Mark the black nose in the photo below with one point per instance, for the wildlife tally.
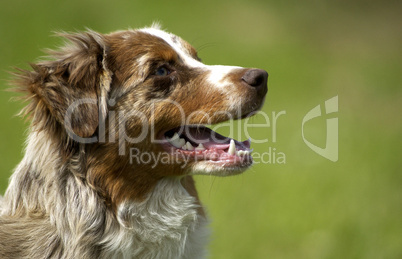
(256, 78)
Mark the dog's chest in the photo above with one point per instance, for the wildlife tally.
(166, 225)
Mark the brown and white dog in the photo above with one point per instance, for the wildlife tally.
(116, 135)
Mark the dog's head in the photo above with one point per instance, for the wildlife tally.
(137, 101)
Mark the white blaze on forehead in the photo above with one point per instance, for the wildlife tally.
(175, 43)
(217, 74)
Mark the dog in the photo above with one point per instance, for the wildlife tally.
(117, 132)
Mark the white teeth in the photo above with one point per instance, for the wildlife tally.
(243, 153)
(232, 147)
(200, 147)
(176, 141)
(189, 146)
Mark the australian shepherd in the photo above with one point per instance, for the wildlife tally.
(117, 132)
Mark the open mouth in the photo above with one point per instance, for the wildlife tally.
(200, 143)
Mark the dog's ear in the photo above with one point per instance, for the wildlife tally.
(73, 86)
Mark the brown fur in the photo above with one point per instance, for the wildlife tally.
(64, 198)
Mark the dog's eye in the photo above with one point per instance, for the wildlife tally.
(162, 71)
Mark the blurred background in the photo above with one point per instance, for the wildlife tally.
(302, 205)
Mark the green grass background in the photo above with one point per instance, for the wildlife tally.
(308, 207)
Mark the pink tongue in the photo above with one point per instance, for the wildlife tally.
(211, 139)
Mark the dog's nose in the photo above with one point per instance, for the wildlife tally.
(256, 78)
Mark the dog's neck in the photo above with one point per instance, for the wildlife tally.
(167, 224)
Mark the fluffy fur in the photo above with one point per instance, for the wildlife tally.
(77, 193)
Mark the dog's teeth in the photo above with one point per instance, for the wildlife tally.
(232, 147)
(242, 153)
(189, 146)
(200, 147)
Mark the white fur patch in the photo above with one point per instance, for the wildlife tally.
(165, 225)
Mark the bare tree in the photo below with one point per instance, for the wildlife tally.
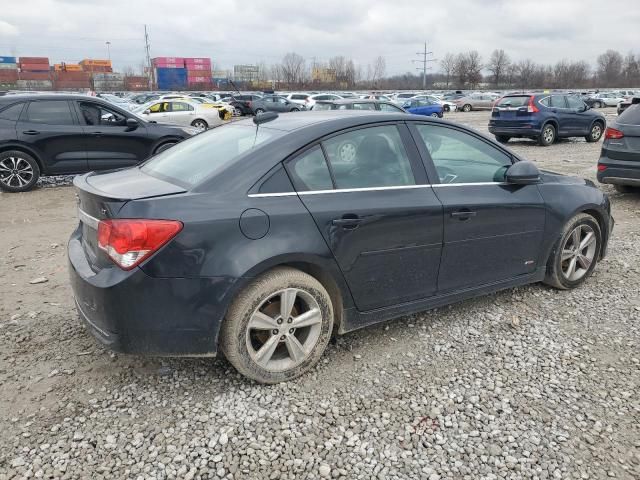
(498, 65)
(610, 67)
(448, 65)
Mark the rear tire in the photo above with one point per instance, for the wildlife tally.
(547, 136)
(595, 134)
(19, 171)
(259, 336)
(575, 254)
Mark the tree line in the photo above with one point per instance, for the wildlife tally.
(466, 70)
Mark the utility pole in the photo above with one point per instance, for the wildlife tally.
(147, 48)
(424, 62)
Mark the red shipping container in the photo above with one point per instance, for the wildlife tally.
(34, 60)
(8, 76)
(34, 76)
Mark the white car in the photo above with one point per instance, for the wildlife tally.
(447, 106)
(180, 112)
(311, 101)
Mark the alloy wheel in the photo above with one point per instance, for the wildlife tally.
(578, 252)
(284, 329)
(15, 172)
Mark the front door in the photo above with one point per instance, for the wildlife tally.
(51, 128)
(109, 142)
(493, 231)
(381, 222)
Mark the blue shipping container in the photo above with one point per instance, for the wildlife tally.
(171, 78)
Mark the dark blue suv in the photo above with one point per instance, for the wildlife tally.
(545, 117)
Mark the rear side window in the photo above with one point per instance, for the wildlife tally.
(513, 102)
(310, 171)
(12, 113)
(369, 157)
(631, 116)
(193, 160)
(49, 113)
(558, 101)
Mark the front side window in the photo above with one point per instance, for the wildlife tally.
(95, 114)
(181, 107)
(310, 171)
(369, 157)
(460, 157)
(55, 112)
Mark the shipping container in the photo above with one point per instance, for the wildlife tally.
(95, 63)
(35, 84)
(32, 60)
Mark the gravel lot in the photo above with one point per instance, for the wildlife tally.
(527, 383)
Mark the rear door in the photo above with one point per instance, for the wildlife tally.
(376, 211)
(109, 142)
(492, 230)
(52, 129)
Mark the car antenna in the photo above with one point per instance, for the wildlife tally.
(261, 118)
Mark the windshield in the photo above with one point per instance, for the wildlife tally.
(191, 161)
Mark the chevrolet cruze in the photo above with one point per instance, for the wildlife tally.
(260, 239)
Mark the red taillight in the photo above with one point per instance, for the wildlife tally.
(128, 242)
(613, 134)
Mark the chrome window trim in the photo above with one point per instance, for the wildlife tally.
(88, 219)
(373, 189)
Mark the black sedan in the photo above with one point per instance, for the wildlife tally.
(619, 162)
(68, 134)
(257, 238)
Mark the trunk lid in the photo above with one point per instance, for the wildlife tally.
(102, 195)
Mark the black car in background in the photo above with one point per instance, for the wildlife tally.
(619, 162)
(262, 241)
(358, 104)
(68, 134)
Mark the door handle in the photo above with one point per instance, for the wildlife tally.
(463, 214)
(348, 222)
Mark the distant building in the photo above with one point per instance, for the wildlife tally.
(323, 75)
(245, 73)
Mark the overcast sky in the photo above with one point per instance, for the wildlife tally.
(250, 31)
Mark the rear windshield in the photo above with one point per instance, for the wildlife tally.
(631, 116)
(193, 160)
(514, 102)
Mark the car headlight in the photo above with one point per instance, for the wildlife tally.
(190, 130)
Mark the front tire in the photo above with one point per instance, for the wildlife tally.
-------------------------
◆ Aim of the exercise ◆
Give every record again exactly, apart from the pictures, which stay out.

◆ Answer section ◆
Mark the black nose in the photo below with one point per instance, for the wildlife tally.
(256, 78)
Mark the dog's chest in the photo above with one point per instance, for the wildlife tally.
(166, 225)
Mark the brown and white dog in the photo above with one point per instance, for the wildlife tally.
(116, 135)
Mark the dog's head in the photo above with one point per instance, for the wildlife tally.
(137, 101)
Mark the white blaze on forehead in the photo above with one point per instance, for the wildlife tally.
(175, 43)
(217, 74)
Mark the dog in the photo above with one point per instance, for the wildlife tally.
(117, 132)
Mark the white teeth in the photo above with one point per instance, for the wildlife tally.
(243, 153)
(232, 147)
(200, 147)
(176, 141)
(189, 146)
Mark the australian shepherd in the photo above with one point per instance, for the wildlife tally.
(117, 132)
Mark the open mouth in the photo above with one point per instance, for the wildlife tally.
(200, 143)
Mark the dog's ear in the photo above with one point per instance, for the wildlife tally.
(73, 86)
Mark the brown fur in the photo above with one point per instance, for the wildlife tally.
(64, 198)
Mark the dog's eye in the photo above with one point per instance, for the wildlife tally.
(162, 71)
Mark the blurred background in the photo above with one point per instance, for the wildlife tally.
(302, 205)
Mark the green grass background in the photo above with one point per instance, for the wildlife tally.
(308, 207)
Mark the pink tongue in the photo above with one point per instance, for the wildlife tally.
(211, 139)
Mark the dog's nose in the photo above with one point per instance, for the wildlife tally.
(256, 78)
Mark the dog's neck in the photo above with one point per instance, for the wildlife tally.
(167, 224)
Mark the fluffy fur in the photo above with one point per instance, for the wildlife tally.
(77, 193)
Mark the dog's teeth in the photo above with one point per instance, for the wildlife tally.
(232, 147)
(242, 153)
(189, 146)
(200, 147)
Mark the white fur patch in the photo above with one point per instance, for the wildlife tally.
(165, 225)
Mark the bare tree in the photo below with one point per instance, for the wildlife tally.
(498, 65)
(610, 67)
(448, 65)
Mark the rear tire in the photo above with one point per instance, for the wildlife tally.
(547, 136)
(595, 134)
(19, 171)
(259, 336)
(575, 254)
Mark the tree line in the photo above with one point per instance, for the wildlife tally.
(466, 70)
Mark the utility pole in the photo above with one point per instance, for the wildlife tally.
(147, 48)
(424, 62)
Mark the red shipping container in the photo above with one point per instance, for the wildlife tally.
(34, 60)
(8, 76)
(34, 76)
Mark the white car in the photo above with one point per instance, for the wildlife tally.
(447, 106)
(180, 112)
(311, 101)
Mark the alloy wheel in the photo above with one point per instance, for the wildlife tally.
(578, 252)
(284, 329)
(15, 172)
Mark the front door in the photo above with one point per instance, for the wildlife tally.
(51, 128)
(109, 142)
(493, 231)
(381, 222)
Mark the blue shipping container in the photo above with one point per instance, for the wildlife tally.
(171, 78)
Mark the dark blue suv in the photo above with one point per instance, for the wildlife tally.
(545, 117)
Mark the rear side window in the photo above with one point per instance, for the wildlife tally.
(513, 102)
(310, 171)
(12, 113)
(369, 157)
(631, 116)
(193, 160)
(49, 113)
(558, 101)
Mark the front side window in the photo above with one point per instance, for the wildlife tally.
(95, 114)
(181, 107)
(310, 171)
(369, 157)
(460, 157)
(55, 112)
Mark the shipping container in the photo above with one point per instance, for the wildlife tally.
(95, 63)
(35, 84)
(32, 60)
Mark the gravel lot in the photo above with one point per instance, for the wildlife tally.
(527, 383)
Mark the rear door in the photo above with one point per instance, for the wildlife tally.
(376, 211)
(109, 142)
(492, 230)
(52, 129)
Mark the car antenna in the photo above with one point per instance, for the wildlife tally.
(261, 118)
Mark the windshield in the photo above with one point per instance, for the wildlife tally.
(191, 161)
Mark the chevrolet cruze in the photo above with one point per instance, for the wildlife tally.
(260, 239)
Mark the red taillight in the photo above with one point per instance, for the wildlife tally.
(128, 242)
(613, 134)
Mark the chrome window trim in the photo above with one point per instance, for the wildlife tally.
(88, 219)
(373, 189)
Mark the black sedan in the photo above with one point per instance, for the wildlife tally.
(619, 162)
(68, 134)
(257, 238)
Mark the trunk lid in the photo above with one point per instance, for the wildlife tally.
(102, 195)
Mark the black car in background in the photo above with one point per instance, for the wildlife tally.
(619, 162)
(262, 241)
(358, 104)
(68, 134)
Mark the door handle in the photo above with one point per instance, for the wildlife tally.
(463, 214)
(348, 222)
Mark the distant building in the photo above with one point per instance, for the wildlife tally.
(323, 75)
(245, 73)
Mark the overcast sky in the photo above with one point per instance, for the wildlife tally.
(250, 31)
Mark the rear windshield in the photo above with one point per instance, for the wildlife tally.
(631, 116)
(193, 160)
(514, 102)
Mark the car headlight in the photo above with one point per instance, for the wildlife tally.
(190, 130)
Mark the front tire in the photo above with one point per instance, for the wildlife tally.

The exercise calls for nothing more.